__SUPPLIED MATERIAL__
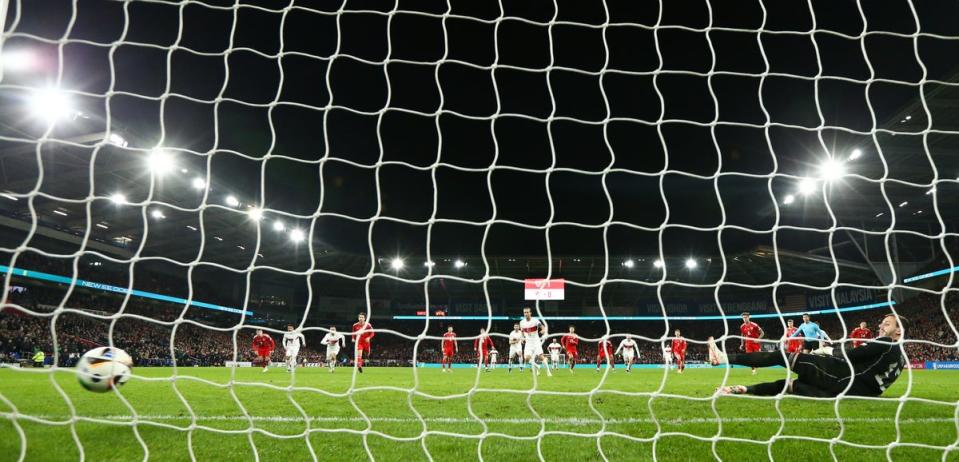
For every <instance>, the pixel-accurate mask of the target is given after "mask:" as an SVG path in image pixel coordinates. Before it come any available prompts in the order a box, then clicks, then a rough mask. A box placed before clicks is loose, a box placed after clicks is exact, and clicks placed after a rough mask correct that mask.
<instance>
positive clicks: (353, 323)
mask: <svg viewBox="0 0 959 462" xmlns="http://www.w3.org/2000/svg"><path fill="white" fill-rule="evenodd" d="M353 332H354V333H355V334H356V343H370V339H372V338H373V336H374V335H376V333H375V332H373V325H372V324H370V323H368V322H367V323H359V322H355V323H353Z"/></svg>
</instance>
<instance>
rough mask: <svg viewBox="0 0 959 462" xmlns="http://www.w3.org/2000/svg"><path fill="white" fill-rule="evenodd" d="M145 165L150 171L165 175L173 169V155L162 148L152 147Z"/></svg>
mask: <svg viewBox="0 0 959 462" xmlns="http://www.w3.org/2000/svg"><path fill="white" fill-rule="evenodd" d="M147 166H149V167H150V172H151V173H154V174H156V175H160V176H163V175H166V174H167V173H170V171H172V170H173V157H171V156H170V153H168V152H166V151H164V150H162V149H159V148H157V149H154V150H153V151H151V152H150V156H149V157H148V158H147Z"/></svg>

__DIRECTIVE__
Print the listing exactly, but skip its pictures.

__SOLUTION TO THIS TASK__
For every <instance>, the pixel-accurate mask of the target is given after "mask:" as an SVG path in image pixel coordinates. Before it come any available prompts in the order a box, then clicks, then a rough mask. A box placed before clicks is loose, a box placed after clicks is exact, and clicks placed after a rough mask correct that mask.
<instance>
positive clicks: (353, 323)
mask: <svg viewBox="0 0 959 462" xmlns="http://www.w3.org/2000/svg"><path fill="white" fill-rule="evenodd" d="M353 332H354V333H355V334H356V343H370V339H372V338H373V336H374V335H376V333H375V332H373V325H372V324H370V323H368V322H367V323H359V322H355V323H353Z"/></svg>
</instance>
<instance>
rough mask: <svg viewBox="0 0 959 462" xmlns="http://www.w3.org/2000/svg"><path fill="white" fill-rule="evenodd" d="M145 165L150 171L165 175L173 169V155L162 148L152 147Z"/></svg>
mask: <svg viewBox="0 0 959 462" xmlns="http://www.w3.org/2000/svg"><path fill="white" fill-rule="evenodd" d="M147 166H149V167H150V172H151V173H154V174H156V175H160V176H163V175H166V174H167V173H170V171H172V170H173V157H171V156H170V153H168V152H166V151H164V150H162V149H159V148H157V149H154V150H153V151H151V152H150V156H149V157H148V158H147Z"/></svg>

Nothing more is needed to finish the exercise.